#### [STATED GOAL]
Write out the listing below from the line containing "job: trace every instance of the shrub" to its last line, unaltered, ends included.

#### [Annotation dataset entries]
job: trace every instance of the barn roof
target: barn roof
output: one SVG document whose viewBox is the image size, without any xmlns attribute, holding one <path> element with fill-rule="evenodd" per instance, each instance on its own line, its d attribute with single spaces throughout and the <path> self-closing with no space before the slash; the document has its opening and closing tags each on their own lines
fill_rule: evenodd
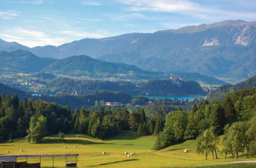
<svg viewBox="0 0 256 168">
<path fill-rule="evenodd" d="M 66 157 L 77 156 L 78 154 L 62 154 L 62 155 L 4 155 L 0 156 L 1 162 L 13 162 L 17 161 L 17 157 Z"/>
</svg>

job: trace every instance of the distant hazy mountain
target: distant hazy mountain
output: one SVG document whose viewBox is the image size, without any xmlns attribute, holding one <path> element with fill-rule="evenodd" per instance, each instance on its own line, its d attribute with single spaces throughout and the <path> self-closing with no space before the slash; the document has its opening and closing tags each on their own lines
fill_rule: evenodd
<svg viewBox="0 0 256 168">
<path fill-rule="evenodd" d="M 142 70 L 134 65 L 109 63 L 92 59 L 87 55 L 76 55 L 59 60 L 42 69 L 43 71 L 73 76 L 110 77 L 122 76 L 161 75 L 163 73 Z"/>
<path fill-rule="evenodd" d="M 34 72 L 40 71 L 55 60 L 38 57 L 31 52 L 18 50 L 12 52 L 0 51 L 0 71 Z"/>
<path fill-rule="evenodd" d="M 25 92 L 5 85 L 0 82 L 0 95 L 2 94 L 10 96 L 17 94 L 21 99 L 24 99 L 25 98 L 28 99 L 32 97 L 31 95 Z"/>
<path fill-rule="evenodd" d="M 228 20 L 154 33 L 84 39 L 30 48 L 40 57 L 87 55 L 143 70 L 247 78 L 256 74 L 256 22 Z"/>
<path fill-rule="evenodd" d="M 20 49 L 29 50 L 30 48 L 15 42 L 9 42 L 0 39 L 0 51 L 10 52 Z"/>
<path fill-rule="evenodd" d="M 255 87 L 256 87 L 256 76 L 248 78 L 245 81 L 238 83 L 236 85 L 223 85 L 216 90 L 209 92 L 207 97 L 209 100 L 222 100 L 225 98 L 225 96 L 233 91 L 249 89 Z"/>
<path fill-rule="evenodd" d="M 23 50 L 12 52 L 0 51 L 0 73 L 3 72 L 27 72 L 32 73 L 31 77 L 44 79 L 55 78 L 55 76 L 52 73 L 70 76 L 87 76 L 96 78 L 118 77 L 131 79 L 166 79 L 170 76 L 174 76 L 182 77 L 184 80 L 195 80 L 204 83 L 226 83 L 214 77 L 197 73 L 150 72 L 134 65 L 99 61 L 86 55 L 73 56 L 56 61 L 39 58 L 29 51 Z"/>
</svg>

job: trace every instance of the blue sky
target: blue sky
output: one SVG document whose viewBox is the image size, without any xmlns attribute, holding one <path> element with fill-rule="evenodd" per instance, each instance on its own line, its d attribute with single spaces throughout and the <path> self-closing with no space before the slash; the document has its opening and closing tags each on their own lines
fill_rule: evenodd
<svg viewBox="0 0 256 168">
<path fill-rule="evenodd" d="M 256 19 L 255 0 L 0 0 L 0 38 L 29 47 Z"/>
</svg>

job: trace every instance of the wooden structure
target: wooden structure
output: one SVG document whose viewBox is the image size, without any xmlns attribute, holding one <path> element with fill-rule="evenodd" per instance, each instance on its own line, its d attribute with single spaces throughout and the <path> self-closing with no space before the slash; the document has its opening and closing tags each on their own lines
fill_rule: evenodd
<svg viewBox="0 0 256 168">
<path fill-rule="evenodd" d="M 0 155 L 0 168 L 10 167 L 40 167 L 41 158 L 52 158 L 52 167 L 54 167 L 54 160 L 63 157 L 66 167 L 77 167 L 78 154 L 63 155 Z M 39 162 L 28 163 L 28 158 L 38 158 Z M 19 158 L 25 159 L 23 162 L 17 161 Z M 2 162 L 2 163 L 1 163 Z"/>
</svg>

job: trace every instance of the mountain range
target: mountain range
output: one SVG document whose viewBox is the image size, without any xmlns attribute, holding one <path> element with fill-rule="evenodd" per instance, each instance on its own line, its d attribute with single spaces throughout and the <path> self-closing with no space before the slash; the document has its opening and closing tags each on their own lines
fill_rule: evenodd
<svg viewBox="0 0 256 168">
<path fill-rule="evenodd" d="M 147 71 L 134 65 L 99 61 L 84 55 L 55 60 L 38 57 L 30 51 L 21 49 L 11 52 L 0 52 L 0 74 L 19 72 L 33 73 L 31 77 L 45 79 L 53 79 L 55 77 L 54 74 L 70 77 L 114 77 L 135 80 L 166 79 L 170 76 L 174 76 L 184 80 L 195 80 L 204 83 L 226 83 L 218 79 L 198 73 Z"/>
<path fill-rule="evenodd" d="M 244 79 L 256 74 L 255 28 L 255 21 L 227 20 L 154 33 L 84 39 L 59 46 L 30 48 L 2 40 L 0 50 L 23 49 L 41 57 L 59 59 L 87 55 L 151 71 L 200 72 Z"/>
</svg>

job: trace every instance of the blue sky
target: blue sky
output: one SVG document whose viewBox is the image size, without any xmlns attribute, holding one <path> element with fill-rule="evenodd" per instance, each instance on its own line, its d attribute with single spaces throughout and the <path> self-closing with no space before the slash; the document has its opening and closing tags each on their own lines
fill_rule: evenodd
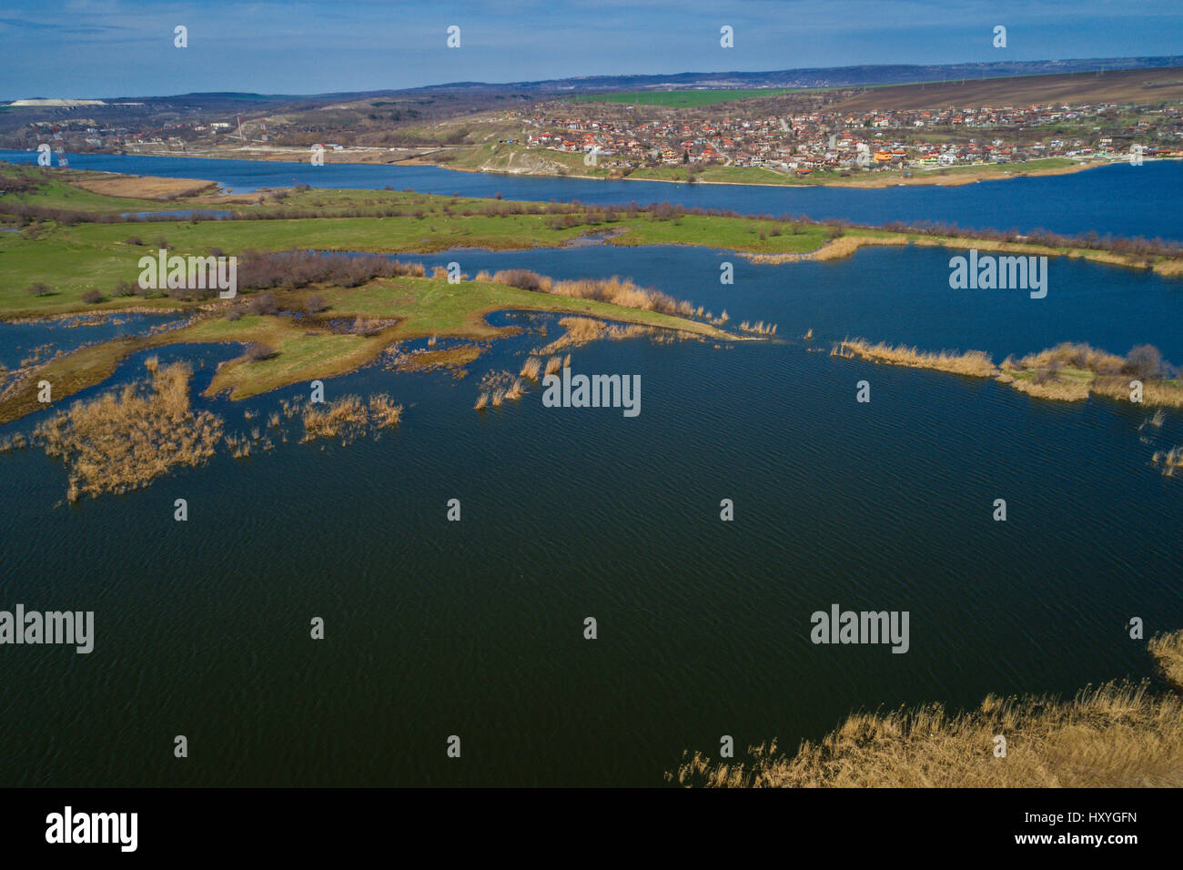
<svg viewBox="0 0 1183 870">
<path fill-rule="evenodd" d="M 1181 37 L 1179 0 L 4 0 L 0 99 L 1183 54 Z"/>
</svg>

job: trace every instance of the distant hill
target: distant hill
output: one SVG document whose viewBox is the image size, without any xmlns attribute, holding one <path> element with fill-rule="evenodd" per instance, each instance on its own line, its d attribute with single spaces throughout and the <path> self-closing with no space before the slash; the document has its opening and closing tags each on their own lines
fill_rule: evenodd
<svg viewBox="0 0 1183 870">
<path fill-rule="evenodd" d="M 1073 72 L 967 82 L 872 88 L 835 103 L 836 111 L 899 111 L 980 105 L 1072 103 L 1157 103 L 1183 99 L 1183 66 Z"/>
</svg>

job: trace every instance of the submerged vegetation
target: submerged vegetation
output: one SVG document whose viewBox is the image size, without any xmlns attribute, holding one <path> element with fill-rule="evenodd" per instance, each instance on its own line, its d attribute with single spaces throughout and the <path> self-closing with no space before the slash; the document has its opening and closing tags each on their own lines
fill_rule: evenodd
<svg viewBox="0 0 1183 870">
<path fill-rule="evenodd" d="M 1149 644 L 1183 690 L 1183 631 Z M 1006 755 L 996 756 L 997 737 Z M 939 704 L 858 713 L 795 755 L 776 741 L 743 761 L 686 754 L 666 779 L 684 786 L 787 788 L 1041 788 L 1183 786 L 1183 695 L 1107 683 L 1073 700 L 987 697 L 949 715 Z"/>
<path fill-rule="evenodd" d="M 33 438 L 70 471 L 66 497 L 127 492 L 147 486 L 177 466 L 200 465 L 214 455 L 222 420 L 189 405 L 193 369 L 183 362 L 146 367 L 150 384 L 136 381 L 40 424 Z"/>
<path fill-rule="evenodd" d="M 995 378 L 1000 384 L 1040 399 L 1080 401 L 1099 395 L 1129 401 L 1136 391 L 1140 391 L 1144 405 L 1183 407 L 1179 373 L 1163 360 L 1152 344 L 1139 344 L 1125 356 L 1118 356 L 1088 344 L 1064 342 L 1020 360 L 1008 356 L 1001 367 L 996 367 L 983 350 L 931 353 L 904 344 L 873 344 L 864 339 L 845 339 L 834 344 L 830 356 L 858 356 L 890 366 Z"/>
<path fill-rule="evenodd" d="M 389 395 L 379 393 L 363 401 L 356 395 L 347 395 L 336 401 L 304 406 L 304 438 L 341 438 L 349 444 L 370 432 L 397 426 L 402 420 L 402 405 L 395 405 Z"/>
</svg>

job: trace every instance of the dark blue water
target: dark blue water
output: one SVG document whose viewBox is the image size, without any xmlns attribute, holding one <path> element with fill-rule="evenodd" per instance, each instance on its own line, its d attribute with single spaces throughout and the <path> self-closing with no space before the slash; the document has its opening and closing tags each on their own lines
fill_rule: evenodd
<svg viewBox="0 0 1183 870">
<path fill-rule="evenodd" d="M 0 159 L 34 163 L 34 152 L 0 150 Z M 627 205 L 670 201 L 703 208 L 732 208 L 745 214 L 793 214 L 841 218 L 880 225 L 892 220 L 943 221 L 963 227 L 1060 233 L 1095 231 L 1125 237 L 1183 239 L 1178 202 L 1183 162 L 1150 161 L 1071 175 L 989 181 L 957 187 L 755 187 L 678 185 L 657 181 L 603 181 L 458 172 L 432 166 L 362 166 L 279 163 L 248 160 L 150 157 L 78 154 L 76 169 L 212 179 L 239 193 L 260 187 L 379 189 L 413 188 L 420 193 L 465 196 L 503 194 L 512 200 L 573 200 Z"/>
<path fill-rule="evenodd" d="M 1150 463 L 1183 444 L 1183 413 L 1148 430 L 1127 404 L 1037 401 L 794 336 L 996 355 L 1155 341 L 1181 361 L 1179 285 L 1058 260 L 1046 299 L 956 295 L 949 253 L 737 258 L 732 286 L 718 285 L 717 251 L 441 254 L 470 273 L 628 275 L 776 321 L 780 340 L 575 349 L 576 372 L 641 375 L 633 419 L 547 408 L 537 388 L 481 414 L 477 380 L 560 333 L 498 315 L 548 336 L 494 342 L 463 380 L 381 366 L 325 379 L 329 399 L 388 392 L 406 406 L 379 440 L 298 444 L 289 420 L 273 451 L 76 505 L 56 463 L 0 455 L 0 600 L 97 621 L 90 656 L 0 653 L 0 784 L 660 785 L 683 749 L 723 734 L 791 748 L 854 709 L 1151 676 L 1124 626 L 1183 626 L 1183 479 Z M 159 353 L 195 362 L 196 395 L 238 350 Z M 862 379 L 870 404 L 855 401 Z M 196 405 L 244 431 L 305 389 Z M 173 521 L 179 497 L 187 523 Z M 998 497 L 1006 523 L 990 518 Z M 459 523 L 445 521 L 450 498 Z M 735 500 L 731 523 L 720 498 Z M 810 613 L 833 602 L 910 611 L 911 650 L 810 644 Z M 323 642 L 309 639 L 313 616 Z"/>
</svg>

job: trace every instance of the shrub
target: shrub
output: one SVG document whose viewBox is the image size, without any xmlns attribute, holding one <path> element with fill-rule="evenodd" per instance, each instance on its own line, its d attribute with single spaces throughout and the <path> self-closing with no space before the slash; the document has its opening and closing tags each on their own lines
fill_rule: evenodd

#### [TASK OUTPUT]
job: trace every instance of the shrub
target: shrub
output: one SVG document whose viewBox is the image size, without any xmlns attribute, holding one <path> element with fill-rule="evenodd" per instance, each instance on its own line, its d attribute with single spaces throughout and the <path> self-closing with no space before the slash; the document has its opening and closing tags each on their own lines
fill_rule: evenodd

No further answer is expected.